== Text segment ==
So what else is there to do but write the next thing?
Well, if you’re me, that’s easier said than done. Perhaps it’s just being on sub that made all my new words disappear. Perhaps it’s being on sub during a pandemic. Perhaps it’s my aversion to ambiguity, and the special kind of anxiety being uninformed causes to bloom and spread in my soul like a noxious weed. Whatever it is, I’ve had a hell of a time writing the next thing.
Until last week.
Honestly, nothing except my mindset.
As someone who needs at least the illusion of control to feel centered and at peace – much less creative – I took inventory of what in my writing life is really, actually, truly in my power to accomplish. The list is short:
- Write the next thing.
I mulled over my list, prioritized the items, and came to the conclusion I can either marinate in self-pity and woe until I’m insufferable (to myself and others), or I can refuse to further enable my creative stasis and do that thing I say I love to do: write.
Getting started was an uphill slog in the dark with one headlight. I lost traction and spun my wheels more than once. Sulking in the passenger seat, my main character didn’t trust me to get us up that hill, and I didn’t trust him to navigate. We were two strangers in a car in a snowstorm trying to have meaningful conversation but only managing to make inane small talk.
At one point, out of sheer fatigue and desperation, I pulled the car over and asked him, “Why are you giving me such a hard time? What are you afraid of – what matters to you?”
He rolled his eyes and turned up the stereo. He stared out the window for a while, a dramatic sigh fogging the glass. And then, so softly I almost missed it, he told me. His answer was short but laden with meaning.
While he wasn’t watching, I took notes.
And then, equipped with a better understanding of this complicated and grieving twelve-year-old, I was able to begin telling his story. Being the kind of kid he is, I am certain he’ll tell me when I’m getting it wrong. And I’ll listen, because listening to him is why I have any new words at all.
If you want to read a middle grade horror novel where the author got it right, may I recommend the book I’m currently reading, Dan Poblocki’s Ghost Hunter’s Daughter.
I’ve not yet finished the book (because I started it late last night), but I’m tearing through it.
===
Required work ->
A. Translate this sentence from the essay on writing the next thing into Spanish: "While he wasn’t watching, I took notes."
B. Pick up the essay on writing the next thing right after its final sentence and keep it going.
== Information given ==
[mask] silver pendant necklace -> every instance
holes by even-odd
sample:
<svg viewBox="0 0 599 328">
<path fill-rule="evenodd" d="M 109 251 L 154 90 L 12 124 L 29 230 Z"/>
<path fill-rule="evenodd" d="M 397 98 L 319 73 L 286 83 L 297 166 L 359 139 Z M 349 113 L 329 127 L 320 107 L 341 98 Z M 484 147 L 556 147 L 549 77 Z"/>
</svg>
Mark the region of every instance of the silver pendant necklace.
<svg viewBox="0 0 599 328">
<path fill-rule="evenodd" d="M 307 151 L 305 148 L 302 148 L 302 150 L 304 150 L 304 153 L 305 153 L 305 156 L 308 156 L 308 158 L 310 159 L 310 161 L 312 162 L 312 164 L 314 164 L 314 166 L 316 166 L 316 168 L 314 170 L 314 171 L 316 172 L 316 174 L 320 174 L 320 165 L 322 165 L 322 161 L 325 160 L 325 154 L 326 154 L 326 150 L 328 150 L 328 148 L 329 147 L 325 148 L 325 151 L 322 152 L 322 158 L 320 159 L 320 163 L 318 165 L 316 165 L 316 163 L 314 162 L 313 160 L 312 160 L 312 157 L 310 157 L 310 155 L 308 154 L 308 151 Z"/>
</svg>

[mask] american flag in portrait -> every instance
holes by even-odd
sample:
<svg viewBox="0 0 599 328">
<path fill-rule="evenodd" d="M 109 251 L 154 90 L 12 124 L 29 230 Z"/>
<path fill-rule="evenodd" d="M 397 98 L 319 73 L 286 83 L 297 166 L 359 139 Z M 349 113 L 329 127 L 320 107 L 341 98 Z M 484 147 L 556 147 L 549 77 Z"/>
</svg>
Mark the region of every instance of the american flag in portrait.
===
Answers per task ->
A. Mientras él no miraba, tomé notas.

B.
Poblocki gives us characters to care about and a plot to keep us up past bedtime, and has a knack for balancing heart with dread. Poblocki has written a number of other books, which feels like a gift as this is the first of his novels I’ve read. There isn’t much better than finding a new-to-you author with a long backlist.
Ghost Hunter’s Daughter is the kind of book I searched tirelessly for as a young reader. I’m going to go out on a limb and say there’s a little bit of John Bellairs in Poblocki’s writing – especially his setting and supporting, adult characters – high praise indeed from this reader.
I’m going to finish this story in the next day or two, but will make sure I have another of the author’s books waiting in my TBR pile before I do. Because on those night when I can’t find new words to write, it sure is nice to have some really good ones to read.
If you’re a writer on sub, I get that you’re lonely. Believe me, I am, too. But you’re not alone. If you’re on sub and have author friends who are as well, reach out to them. I’m willing to bet they’d appreciate the opportunity to commiserate. And if you have an agent, remember they are your partner and colleague, are nearly as invested in your success as you are, and can probably help talk you down from the ledge (I’m looking at you, Ali – thank you).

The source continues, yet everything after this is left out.